BEGIN TEXT PASSAGE

1000 Friends of Oregon is a private, non-profit 501(c)(3) organization that advocates for land-use planning. It was incorporated on October 11, 1974, following the creation of Oregon's statewide land-use system in 1973 by then-governor Tom McCall and attorney Henry Richmond.  By 1994, the organization had about 2,500 contributors and supporters.  Richmond served as the organization's first executive director.

Richmond was succeeded as executive director in later years by Robert Liberty (in 1994), Bob Stacey (2002–09), Jason Miner  (March 2010 to Nov. 2016), Russ Hoeflich (April 2017), and Sam Diaz (October 2021).

Past initiatives

During the 1980s, one of the group's ongoing activities was fighting what it saw as improper land-use by the rapidly growing community of Rajneeshpuram, created in a rural part of central Oregon by the followers of the guru Bhagwan Shree Rajneesh.

END TEXT PASSAGE

• [GIVEN INSTRUCTION] Continue the text about 1000 Friends of Oregon from its last sentence.

BEGIN RECORDED DATA

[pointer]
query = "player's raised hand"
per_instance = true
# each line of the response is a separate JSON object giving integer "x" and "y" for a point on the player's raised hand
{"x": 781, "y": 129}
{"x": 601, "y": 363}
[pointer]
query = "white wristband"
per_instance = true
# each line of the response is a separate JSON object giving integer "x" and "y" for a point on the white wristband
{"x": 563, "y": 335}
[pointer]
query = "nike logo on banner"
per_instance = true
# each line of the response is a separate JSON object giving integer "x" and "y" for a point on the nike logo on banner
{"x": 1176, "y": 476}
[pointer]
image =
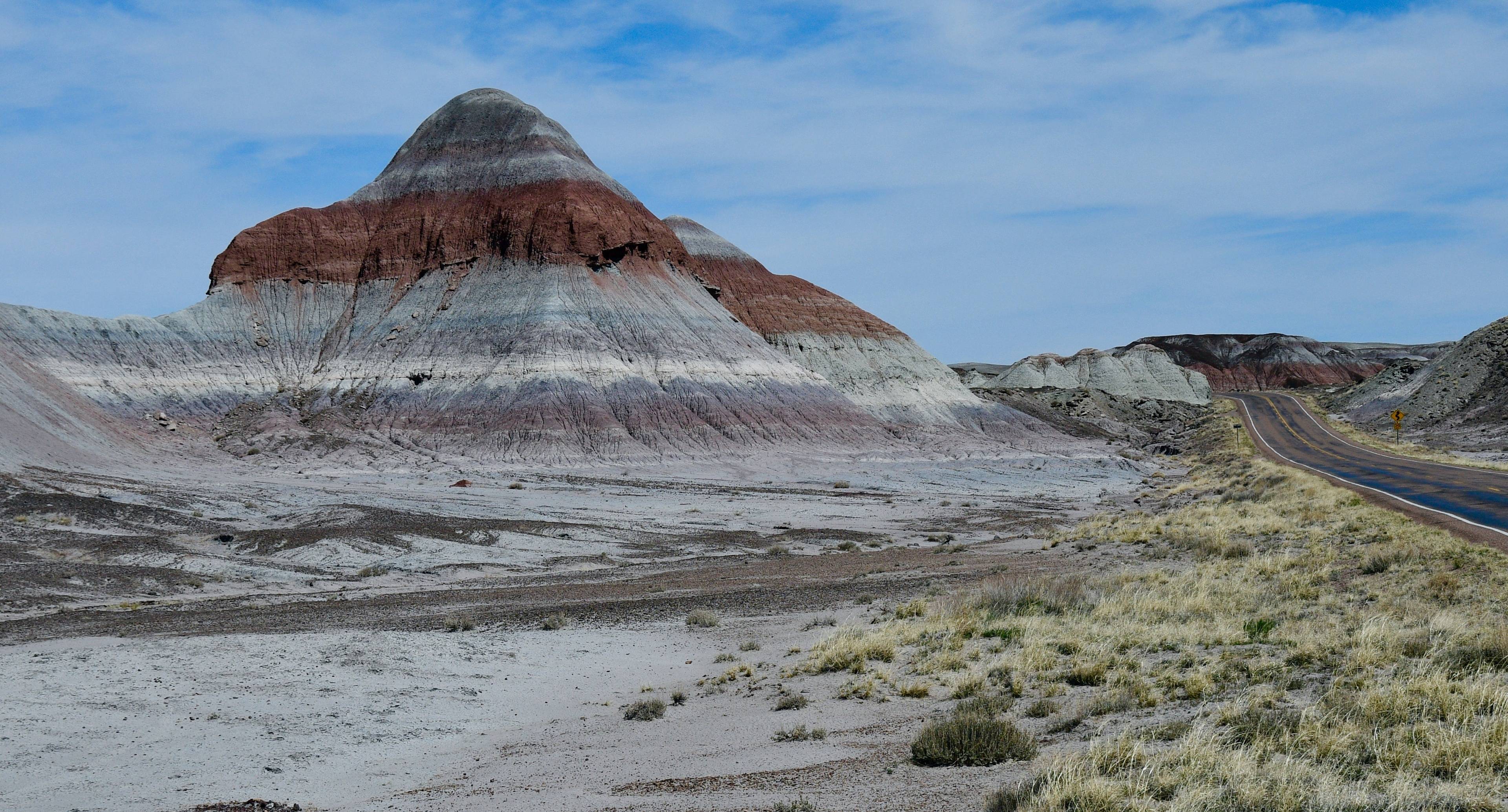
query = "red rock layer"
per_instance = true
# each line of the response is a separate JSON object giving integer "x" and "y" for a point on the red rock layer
{"x": 1272, "y": 360}
{"x": 773, "y": 305}
{"x": 554, "y": 222}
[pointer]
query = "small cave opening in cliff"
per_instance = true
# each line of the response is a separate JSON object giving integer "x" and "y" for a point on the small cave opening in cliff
{"x": 619, "y": 254}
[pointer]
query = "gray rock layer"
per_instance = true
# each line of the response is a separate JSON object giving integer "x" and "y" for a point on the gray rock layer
{"x": 1463, "y": 386}
{"x": 492, "y": 296}
{"x": 1139, "y": 373}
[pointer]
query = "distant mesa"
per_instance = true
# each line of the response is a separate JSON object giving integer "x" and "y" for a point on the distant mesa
{"x": 1139, "y": 371}
{"x": 492, "y": 294}
{"x": 1234, "y": 362}
{"x": 1460, "y": 395}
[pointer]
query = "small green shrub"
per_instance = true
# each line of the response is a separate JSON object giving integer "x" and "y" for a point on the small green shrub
{"x": 791, "y": 701}
{"x": 646, "y": 710}
{"x": 972, "y": 740}
{"x": 914, "y": 691}
{"x": 800, "y": 733}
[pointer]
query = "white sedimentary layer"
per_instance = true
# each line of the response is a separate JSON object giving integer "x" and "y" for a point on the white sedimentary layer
{"x": 509, "y": 360}
{"x": 893, "y": 379}
{"x": 887, "y": 374}
{"x": 1140, "y": 371}
{"x": 458, "y": 150}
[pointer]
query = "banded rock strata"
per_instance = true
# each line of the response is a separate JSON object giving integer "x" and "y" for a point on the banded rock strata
{"x": 871, "y": 362}
{"x": 1462, "y": 392}
{"x": 497, "y": 296}
{"x": 1270, "y": 360}
{"x": 1139, "y": 371}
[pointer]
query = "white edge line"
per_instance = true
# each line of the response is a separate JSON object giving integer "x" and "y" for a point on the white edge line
{"x": 1385, "y": 455}
{"x": 1252, "y": 422}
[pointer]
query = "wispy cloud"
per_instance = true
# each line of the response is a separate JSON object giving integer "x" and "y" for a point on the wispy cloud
{"x": 996, "y": 178}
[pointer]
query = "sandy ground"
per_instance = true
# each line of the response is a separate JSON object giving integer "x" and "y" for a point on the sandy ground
{"x": 284, "y": 675}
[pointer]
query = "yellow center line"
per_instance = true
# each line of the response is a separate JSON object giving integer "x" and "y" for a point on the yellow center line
{"x": 1291, "y": 430}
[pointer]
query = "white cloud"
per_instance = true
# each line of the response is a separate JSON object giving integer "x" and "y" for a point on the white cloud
{"x": 1201, "y": 166}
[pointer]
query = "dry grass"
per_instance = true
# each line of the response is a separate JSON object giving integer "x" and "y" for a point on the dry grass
{"x": 800, "y": 733}
{"x": 972, "y": 740}
{"x": 644, "y": 710}
{"x": 1329, "y": 655}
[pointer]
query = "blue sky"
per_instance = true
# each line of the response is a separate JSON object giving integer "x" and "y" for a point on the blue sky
{"x": 996, "y": 178}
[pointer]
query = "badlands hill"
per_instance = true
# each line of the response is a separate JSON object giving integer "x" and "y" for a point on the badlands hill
{"x": 1138, "y": 371}
{"x": 492, "y": 296}
{"x": 871, "y": 362}
{"x": 1384, "y": 351}
{"x": 1270, "y": 360}
{"x": 1462, "y": 392}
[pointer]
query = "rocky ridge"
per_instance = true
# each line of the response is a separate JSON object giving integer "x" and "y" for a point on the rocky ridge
{"x": 492, "y": 296}
{"x": 1270, "y": 360}
{"x": 1139, "y": 371}
{"x": 1133, "y": 394}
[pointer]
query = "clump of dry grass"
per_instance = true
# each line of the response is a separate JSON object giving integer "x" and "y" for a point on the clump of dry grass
{"x": 800, "y": 733}
{"x": 1025, "y": 596}
{"x": 644, "y": 710}
{"x": 788, "y": 701}
{"x": 972, "y": 740}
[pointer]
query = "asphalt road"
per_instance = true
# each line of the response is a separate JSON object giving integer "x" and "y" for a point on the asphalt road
{"x": 1471, "y": 502}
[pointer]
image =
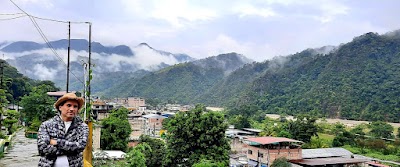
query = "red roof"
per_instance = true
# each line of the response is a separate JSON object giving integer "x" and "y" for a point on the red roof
{"x": 269, "y": 140}
{"x": 376, "y": 164}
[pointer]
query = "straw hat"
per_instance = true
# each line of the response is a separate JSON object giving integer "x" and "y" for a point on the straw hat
{"x": 69, "y": 96}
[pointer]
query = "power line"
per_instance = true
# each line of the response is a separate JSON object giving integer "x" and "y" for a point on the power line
{"x": 8, "y": 14}
{"x": 12, "y": 18}
{"x": 32, "y": 18}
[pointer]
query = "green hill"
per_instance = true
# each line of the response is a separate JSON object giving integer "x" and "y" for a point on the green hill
{"x": 360, "y": 81}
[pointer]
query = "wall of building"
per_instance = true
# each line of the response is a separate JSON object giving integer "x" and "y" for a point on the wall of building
{"x": 268, "y": 155}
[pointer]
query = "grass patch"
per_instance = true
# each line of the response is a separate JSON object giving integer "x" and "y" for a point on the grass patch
{"x": 372, "y": 153}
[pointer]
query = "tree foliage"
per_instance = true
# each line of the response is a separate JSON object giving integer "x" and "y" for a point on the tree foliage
{"x": 381, "y": 129}
{"x": 195, "y": 135}
{"x": 281, "y": 162}
{"x": 303, "y": 128}
{"x": 136, "y": 157}
{"x": 115, "y": 130}
{"x": 207, "y": 163}
{"x": 38, "y": 104}
{"x": 156, "y": 156}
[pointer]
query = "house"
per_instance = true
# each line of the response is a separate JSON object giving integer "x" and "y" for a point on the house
{"x": 331, "y": 157}
{"x": 136, "y": 102}
{"x": 101, "y": 109}
{"x": 264, "y": 150}
{"x": 152, "y": 124}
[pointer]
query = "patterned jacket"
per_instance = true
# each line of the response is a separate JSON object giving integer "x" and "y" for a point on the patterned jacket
{"x": 71, "y": 143}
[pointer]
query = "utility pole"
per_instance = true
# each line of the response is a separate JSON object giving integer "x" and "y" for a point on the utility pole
{"x": 1, "y": 69}
{"x": 69, "y": 49}
{"x": 87, "y": 153}
{"x": 90, "y": 53}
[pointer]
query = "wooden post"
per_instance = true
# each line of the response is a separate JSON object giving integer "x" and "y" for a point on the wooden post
{"x": 87, "y": 153}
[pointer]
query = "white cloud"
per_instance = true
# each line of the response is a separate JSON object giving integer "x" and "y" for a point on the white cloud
{"x": 225, "y": 44}
{"x": 176, "y": 12}
{"x": 43, "y": 3}
{"x": 330, "y": 11}
{"x": 44, "y": 73}
{"x": 148, "y": 58}
{"x": 248, "y": 9}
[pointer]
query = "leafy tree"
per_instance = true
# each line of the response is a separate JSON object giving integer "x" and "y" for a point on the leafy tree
{"x": 207, "y": 163}
{"x": 398, "y": 132}
{"x": 359, "y": 129}
{"x": 239, "y": 121}
{"x": 303, "y": 128}
{"x": 11, "y": 120}
{"x": 196, "y": 135}
{"x": 281, "y": 162}
{"x": 115, "y": 130}
{"x": 338, "y": 128}
{"x": 37, "y": 104}
{"x": 136, "y": 157}
{"x": 155, "y": 157}
{"x": 343, "y": 138}
{"x": 381, "y": 129}
{"x": 3, "y": 104}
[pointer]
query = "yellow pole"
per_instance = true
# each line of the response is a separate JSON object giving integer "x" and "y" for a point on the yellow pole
{"x": 87, "y": 153}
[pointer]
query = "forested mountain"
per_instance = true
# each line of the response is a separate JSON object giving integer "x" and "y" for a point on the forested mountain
{"x": 184, "y": 82}
{"x": 360, "y": 80}
{"x": 15, "y": 84}
{"x": 37, "y": 61}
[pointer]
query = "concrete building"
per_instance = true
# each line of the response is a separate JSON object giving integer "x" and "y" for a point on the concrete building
{"x": 264, "y": 150}
{"x": 136, "y": 102}
{"x": 152, "y": 124}
{"x": 101, "y": 109}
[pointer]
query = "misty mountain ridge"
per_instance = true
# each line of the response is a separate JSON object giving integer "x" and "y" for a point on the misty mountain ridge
{"x": 182, "y": 82}
{"x": 37, "y": 61}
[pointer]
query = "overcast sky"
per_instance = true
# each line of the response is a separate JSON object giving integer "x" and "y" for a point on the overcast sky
{"x": 258, "y": 29}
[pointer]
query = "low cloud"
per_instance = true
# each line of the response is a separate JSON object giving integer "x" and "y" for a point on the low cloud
{"x": 43, "y": 73}
{"x": 45, "y": 65}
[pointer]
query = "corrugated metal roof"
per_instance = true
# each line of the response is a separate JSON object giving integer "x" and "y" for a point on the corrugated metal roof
{"x": 270, "y": 140}
{"x": 328, "y": 161}
{"x": 325, "y": 153}
{"x": 153, "y": 116}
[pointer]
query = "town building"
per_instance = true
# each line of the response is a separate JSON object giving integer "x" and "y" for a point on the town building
{"x": 152, "y": 124}
{"x": 136, "y": 102}
{"x": 264, "y": 150}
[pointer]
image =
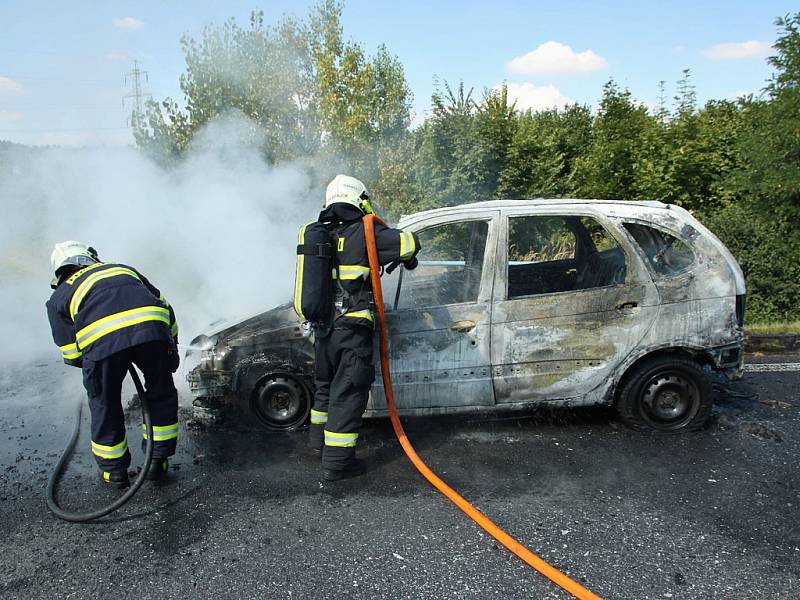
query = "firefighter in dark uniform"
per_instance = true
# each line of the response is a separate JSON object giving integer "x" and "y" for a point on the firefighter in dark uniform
{"x": 104, "y": 317}
{"x": 344, "y": 369}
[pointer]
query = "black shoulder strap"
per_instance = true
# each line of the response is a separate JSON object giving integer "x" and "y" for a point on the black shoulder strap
{"x": 323, "y": 250}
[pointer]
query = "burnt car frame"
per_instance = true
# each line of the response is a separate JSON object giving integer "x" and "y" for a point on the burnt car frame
{"x": 520, "y": 303}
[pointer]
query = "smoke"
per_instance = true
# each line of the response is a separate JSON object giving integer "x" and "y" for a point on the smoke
{"x": 216, "y": 234}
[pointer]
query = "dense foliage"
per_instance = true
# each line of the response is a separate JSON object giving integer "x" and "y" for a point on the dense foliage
{"x": 310, "y": 93}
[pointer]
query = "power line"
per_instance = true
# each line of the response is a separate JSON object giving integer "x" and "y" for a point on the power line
{"x": 136, "y": 94}
{"x": 58, "y": 130}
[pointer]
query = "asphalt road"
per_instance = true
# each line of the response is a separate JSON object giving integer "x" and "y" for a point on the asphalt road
{"x": 714, "y": 514}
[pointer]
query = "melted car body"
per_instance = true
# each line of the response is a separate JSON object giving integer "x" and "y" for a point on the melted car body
{"x": 517, "y": 303}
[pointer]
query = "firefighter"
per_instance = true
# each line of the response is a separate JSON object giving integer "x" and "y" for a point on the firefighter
{"x": 105, "y": 317}
{"x": 344, "y": 369}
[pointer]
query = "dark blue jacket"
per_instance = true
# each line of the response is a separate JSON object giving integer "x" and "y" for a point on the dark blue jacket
{"x": 105, "y": 308}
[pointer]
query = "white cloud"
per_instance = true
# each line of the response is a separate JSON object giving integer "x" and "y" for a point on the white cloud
{"x": 554, "y": 58}
{"x": 535, "y": 97}
{"x": 8, "y": 86}
{"x": 7, "y": 116}
{"x": 128, "y": 23}
{"x": 737, "y": 50}
{"x": 117, "y": 56}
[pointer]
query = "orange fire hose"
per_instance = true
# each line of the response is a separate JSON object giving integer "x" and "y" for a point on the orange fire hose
{"x": 501, "y": 536}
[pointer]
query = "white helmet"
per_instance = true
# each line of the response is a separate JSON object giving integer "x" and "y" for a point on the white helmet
{"x": 349, "y": 190}
{"x": 71, "y": 253}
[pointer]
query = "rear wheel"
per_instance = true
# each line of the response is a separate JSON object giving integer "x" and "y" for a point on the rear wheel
{"x": 665, "y": 394}
{"x": 281, "y": 402}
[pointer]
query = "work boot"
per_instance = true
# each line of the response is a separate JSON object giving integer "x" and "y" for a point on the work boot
{"x": 355, "y": 469}
{"x": 158, "y": 468}
{"x": 117, "y": 479}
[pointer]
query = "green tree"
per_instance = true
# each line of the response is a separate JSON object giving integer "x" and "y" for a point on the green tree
{"x": 306, "y": 89}
{"x": 608, "y": 169}
{"x": 770, "y": 142}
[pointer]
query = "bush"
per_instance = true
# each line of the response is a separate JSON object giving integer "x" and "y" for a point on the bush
{"x": 769, "y": 254}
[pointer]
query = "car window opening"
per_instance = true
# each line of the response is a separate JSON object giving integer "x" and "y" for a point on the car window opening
{"x": 551, "y": 254}
{"x": 450, "y": 266}
{"x": 666, "y": 254}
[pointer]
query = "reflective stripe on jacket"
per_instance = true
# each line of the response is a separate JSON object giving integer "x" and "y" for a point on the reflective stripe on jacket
{"x": 351, "y": 255}
{"x": 105, "y": 308}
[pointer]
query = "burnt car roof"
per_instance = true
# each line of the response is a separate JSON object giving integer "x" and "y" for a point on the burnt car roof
{"x": 501, "y": 204}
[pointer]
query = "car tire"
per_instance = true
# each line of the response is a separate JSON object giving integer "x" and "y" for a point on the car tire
{"x": 281, "y": 401}
{"x": 665, "y": 394}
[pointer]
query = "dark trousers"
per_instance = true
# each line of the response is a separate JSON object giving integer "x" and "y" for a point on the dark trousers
{"x": 343, "y": 375}
{"x": 103, "y": 381}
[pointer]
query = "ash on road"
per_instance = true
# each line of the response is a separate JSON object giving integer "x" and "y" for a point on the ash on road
{"x": 712, "y": 514}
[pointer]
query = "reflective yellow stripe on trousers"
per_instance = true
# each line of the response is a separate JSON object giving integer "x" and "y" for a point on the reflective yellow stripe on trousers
{"x": 127, "y": 318}
{"x": 318, "y": 417}
{"x": 360, "y": 314}
{"x": 116, "y": 451}
{"x": 70, "y": 351}
{"x": 349, "y": 272}
{"x": 341, "y": 440}
{"x": 407, "y": 245}
{"x": 162, "y": 433}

END RECORDED DATA

• [OUTPUT FOR THIS EXERCISE]
Measures 37 and 49
The group strongly opposed Measure 37, a controversial land-use ballot initiative passed by Oregon voters in 2004.  1000 Friends brought litigation in 2005 that led to Measure 37's being ruled unconstitutional by a circuit court, but the ruling was later overturned by the Oregon Supreme Court. The organization then advocated for the passage of 2007's Measure 49, which voters ultimately approved, and which limited the impacts of Measure 37.

See also 
 Land use in Oregon
 Hector Macpherson Jr.

References

External links
1000 Friends of Oregon (official website)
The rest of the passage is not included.